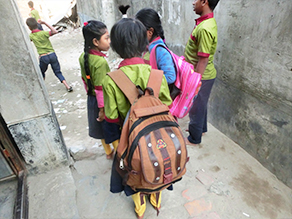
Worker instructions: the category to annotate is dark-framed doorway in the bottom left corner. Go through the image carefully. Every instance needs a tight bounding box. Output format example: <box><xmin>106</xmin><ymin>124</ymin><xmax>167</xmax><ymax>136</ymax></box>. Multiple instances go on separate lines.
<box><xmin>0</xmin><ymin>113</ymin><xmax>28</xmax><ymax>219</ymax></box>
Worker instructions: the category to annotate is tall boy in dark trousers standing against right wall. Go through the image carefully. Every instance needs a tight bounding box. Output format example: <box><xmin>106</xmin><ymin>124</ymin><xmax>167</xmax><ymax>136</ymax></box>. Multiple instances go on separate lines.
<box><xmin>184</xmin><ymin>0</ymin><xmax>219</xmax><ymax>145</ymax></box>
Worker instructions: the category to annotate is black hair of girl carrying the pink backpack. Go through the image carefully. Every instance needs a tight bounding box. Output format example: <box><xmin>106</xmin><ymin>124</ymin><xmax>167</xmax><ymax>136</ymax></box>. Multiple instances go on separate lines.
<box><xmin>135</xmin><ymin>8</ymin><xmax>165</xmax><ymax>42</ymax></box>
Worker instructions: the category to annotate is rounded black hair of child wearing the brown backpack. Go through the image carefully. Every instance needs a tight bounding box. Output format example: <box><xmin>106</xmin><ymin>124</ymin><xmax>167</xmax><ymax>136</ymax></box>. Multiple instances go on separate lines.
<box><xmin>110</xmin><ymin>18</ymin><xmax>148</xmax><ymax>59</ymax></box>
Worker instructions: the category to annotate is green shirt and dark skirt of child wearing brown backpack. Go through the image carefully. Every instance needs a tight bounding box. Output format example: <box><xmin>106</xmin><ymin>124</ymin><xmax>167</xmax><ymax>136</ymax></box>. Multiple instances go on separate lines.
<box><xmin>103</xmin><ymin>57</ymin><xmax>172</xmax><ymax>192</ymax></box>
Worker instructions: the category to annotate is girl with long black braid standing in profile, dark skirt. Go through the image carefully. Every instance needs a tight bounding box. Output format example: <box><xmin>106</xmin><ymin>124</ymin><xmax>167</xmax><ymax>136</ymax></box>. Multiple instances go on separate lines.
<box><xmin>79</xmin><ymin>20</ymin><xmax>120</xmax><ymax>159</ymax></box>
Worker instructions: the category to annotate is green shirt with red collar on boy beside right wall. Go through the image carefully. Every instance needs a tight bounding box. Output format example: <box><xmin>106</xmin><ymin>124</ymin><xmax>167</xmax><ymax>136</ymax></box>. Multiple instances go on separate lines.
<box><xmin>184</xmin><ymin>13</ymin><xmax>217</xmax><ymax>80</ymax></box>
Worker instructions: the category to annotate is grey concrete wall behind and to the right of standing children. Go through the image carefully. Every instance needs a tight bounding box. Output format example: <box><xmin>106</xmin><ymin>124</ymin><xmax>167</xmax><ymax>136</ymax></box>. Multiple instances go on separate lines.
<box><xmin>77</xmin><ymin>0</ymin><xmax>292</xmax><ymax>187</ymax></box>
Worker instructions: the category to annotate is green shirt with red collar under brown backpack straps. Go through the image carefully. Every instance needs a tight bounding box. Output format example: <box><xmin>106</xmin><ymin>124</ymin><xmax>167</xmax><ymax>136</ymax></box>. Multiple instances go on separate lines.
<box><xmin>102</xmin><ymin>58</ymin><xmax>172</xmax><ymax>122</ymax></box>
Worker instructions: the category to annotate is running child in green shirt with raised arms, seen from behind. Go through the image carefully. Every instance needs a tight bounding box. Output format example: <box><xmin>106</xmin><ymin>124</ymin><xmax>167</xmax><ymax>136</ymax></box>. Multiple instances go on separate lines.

* * *

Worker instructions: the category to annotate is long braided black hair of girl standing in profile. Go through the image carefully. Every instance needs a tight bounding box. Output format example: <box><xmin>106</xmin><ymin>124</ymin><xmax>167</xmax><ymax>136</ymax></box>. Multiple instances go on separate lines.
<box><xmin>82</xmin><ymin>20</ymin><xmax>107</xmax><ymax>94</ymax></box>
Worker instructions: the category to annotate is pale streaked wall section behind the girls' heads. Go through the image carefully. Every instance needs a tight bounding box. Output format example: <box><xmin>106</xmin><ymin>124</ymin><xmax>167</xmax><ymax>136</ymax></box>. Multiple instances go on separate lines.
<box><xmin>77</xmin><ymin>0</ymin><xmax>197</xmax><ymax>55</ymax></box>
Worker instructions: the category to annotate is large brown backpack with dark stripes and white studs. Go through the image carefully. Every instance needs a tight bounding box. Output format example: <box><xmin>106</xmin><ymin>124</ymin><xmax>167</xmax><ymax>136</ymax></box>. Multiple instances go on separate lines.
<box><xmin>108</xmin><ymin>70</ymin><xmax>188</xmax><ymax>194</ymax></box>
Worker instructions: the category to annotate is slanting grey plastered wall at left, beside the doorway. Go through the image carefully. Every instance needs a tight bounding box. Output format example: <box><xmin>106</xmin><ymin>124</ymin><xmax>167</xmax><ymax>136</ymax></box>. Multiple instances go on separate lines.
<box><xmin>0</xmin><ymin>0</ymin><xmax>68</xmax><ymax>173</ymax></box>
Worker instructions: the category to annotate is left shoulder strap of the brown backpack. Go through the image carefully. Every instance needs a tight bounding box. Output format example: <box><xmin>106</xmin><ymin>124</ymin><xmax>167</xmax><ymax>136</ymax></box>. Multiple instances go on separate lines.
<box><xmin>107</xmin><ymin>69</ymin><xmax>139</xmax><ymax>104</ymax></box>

**What is expected:** With the first line being the one containing "Worker instructions: the category to annotate is grey" and the last line the one containing "Worker instructions: the category to annotate is running", transcribe exactly the lines above that fall in that range.

**Response to the exercise:**
Worker instructions: the category to annotate is grey concrete wall behind and to the right of standing children. Go through the image carefully. Every instance needs a tight bounding box. Output format example: <box><xmin>106</xmin><ymin>124</ymin><xmax>167</xmax><ymax>136</ymax></box>. Multiple instances go on separate lines.
<box><xmin>77</xmin><ymin>0</ymin><xmax>292</xmax><ymax>187</ymax></box>
Worker instructions: the category to annotate is green shirt with red collar under brown backpack straps. Go through the image carefully. Every instance needs a tight bounding box. Output format example: <box><xmin>106</xmin><ymin>124</ymin><xmax>167</xmax><ymax>136</ymax></box>. Multiple instances go on separate lines.
<box><xmin>102</xmin><ymin>58</ymin><xmax>172</xmax><ymax>122</ymax></box>
Worker instructions: the category to annotate is running child in green shirt with raised arms, seen from behind. Go through the image carefully. Every instance needs a tight bounding box. Output format example: <box><xmin>106</xmin><ymin>124</ymin><xmax>167</xmax><ymax>136</ymax></box>. Multiple instances go on separate lines.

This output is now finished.